→ Material shown
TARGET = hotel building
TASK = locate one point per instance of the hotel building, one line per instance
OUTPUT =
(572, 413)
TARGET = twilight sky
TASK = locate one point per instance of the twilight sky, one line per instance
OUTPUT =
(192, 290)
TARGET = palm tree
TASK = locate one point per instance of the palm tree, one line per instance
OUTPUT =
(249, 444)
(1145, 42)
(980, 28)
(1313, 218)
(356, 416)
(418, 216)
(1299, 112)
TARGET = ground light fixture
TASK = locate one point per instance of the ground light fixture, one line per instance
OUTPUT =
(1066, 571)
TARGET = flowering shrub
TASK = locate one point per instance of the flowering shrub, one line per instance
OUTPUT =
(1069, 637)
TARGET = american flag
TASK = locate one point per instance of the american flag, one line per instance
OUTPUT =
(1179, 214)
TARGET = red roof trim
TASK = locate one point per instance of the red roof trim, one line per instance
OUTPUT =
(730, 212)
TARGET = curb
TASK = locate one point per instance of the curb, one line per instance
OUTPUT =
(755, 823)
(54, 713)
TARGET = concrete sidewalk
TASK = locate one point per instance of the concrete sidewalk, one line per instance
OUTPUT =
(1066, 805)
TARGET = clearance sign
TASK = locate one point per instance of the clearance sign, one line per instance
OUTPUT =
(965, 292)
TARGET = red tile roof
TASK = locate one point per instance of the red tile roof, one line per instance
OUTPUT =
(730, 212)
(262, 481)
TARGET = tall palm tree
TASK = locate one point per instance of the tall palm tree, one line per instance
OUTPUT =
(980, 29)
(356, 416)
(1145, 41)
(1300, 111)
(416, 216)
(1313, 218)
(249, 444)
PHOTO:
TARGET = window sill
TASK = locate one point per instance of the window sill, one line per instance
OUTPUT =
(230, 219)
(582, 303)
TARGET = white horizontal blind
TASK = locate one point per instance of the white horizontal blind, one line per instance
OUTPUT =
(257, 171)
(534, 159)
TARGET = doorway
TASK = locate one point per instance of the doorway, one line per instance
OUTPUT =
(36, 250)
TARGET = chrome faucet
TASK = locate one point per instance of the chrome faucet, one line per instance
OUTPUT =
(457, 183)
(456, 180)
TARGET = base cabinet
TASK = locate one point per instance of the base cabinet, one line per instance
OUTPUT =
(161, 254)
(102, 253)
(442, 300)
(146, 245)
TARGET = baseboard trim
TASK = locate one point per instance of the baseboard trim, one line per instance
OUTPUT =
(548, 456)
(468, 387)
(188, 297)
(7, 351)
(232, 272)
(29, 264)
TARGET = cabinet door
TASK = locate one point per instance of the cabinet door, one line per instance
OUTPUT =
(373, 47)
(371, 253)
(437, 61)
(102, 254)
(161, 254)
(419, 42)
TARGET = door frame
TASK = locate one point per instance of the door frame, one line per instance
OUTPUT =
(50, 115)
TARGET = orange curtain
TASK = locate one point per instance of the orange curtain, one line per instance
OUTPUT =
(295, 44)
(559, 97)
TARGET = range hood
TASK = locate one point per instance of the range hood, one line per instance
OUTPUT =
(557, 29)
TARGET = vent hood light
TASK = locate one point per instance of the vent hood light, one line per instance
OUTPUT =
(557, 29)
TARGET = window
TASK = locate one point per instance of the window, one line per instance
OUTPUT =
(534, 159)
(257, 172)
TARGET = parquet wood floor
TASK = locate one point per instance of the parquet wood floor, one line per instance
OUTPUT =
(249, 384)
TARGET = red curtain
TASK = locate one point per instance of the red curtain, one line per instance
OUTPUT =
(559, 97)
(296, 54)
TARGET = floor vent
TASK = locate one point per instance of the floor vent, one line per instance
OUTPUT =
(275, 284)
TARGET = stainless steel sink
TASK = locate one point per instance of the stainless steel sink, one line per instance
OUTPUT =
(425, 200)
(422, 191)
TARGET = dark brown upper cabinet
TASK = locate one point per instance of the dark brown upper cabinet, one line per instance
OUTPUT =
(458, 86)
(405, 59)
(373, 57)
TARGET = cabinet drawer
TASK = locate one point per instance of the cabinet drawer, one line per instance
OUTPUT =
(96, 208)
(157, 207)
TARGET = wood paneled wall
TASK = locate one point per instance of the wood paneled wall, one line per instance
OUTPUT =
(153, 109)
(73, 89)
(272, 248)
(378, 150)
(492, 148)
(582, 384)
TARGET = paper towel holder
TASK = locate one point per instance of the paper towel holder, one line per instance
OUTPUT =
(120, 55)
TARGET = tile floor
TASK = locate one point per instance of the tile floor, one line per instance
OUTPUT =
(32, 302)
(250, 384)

→ What you need to do
Transcribe every record exactly.

→ Reply to the task
TARGET = hotel building
TASK = locate one point per instance of the hotel building, one line per instance
OUTPUT =
(572, 413)
TARGET = twilight sky
TASK = locate one point per instance of the twilight sky, one line per instance
OUTPUT =
(192, 290)
TARGET = palm tree
TASK = locate one point per instance of the palm tree, one line per instance
OUTPUT =
(249, 444)
(1145, 42)
(980, 28)
(1313, 218)
(356, 416)
(418, 216)
(1299, 112)
TARGET = ground light fixture
TASK = locate one point per instance of the ground light fixture, one line per instance
OUTPUT =
(1066, 571)
TARGET = flowering shrub
TASK = locate one point per instance of the flowering shrub, one line per instance
OUTPUT =
(1069, 637)
TARGET = american flag
TASK = locate one point per instance of the american flag, one line per instance
OUTPUT =
(1179, 214)
TARGET = red roof trim
TASK = locate one point per instance of the red roof trim, one line per instance
OUTPUT =
(730, 212)
TARGET = curb
TASK = locate one point per instance of the curb, one line per instance
OUTPUT =
(755, 823)
(54, 713)
TARGET = concrete sidewalk
TASK = locate one point per instance of the concrete sidewalk, one line per instance
OUTPUT =
(1066, 805)
TARGET = clearance sign
TASK = locate one point per instance of the clearance sign, one line per instance
OUTPUT =
(965, 292)
TARGET = red tile roof
TASK = locate one point per instance of the red tile roof, one line per instance
OUTPUT =
(730, 212)
(262, 481)
TARGET = tall palm tree
TASK = locate one point per instance of the tall palm tree, one line per instance
OUTPUT =
(980, 29)
(356, 416)
(1145, 41)
(1300, 111)
(416, 216)
(1313, 218)
(249, 444)
PHOTO:
TARGET = window sill
TASK = locate one point per instance of the window sill, one line per instance
OUTPUT =
(230, 219)
(582, 303)
TARGET = white horizontal blind
TASK = locate one point per instance of the white horizontal blind, one line per instance
OUTPUT =
(257, 171)
(534, 159)
TARGET = doorway
TASK = locate one point per instance of the doorway, one line per instance
OUTPUT =
(36, 250)
TARGET = chrome faucet
TASK = locate one point per instance of the chrome faucet, one line per instance
OUTPUT =
(457, 183)
(456, 180)
TARGET = base cabinet
TASK = locate one point per instance of the base cabinet, one line per instance
OUTPUT =
(161, 254)
(102, 253)
(442, 300)
(146, 245)
TARGET = baseboard trim
TASK = locate one point per instance of the baseboard trim, one line per instance
OUTPUT =
(548, 456)
(468, 387)
(188, 297)
(7, 351)
(232, 272)
(29, 264)
TARGET = cabinet door
TASK = locate one point per instance of the cabinet door, one line per instance
OUTPUT =
(373, 47)
(371, 253)
(437, 61)
(102, 254)
(161, 254)
(419, 42)
TARGET = door frame
TASK = locate one point per instance of the door frame, one line per instance
OUTPUT =
(50, 115)
TARGET = orange curtain
TASK = locate one point per instance of the orange curtain, one line per instance
OUTPUT =
(295, 44)
(559, 97)
TARGET = range hood
TASK = locate one point per instance of the range hood, one line per instance
OUTPUT =
(557, 29)
TARGET = vent hood light
TASK = locate one point per instance of the vent hood light, one line per instance
OUTPUT =
(557, 29)
TARGET = window
TASK = locate one point per instance of the window, one line per instance
OUTPUT =
(534, 159)
(257, 172)
TARGET = parquet wood floor
TASK = locate one point per instance of the parquet wood floor, one line per instance
OUTPUT =
(249, 384)
TARGET = red curtain
TASK = locate one point per instance of the red curtain, one line per instance
OUTPUT =
(559, 97)
(296, 54)
TARGET = floor vent
TASK = locate one point per instance of the floor vent, one line per instance
OUTPUT =
(275, 284)
TARGET = stainless steel sink
TASK = locate one point per instance of the stainless steel sink, one line per instance
OUTPUT =
(425, 200)
(422, 191)
TARGET = dark brown upper cabinet
TASK = locate one point per instance of the dark brown upper cabinet, one line per instance
OUTPUT =
(458, 86)
(405, 59)
(373, 57)
TARGET = cabinet drawer
TASK = locate one point per instance of the cabinet drawer, one line per instance
OUTPUT =
(96, 208)
(157, 207)
TARGET = wood paneled wall
TASK = locate one point per instance of the wood paneled wall, one line per instance
OUTPUT =
(153, 109)
(73, 89)
(272, 248)
(378, 150)
(492, 148)
(582, 384)
TARGET = paper towel holder
TASK = locate one point per instance of the paper towel holder, one line per instance
OUTPUT =
(120, 55)
TARGET = tile floor
TASK = locate one point per instance of the tile floor, one line per instance
OUTPUT =
(32, 302)
(250, 384)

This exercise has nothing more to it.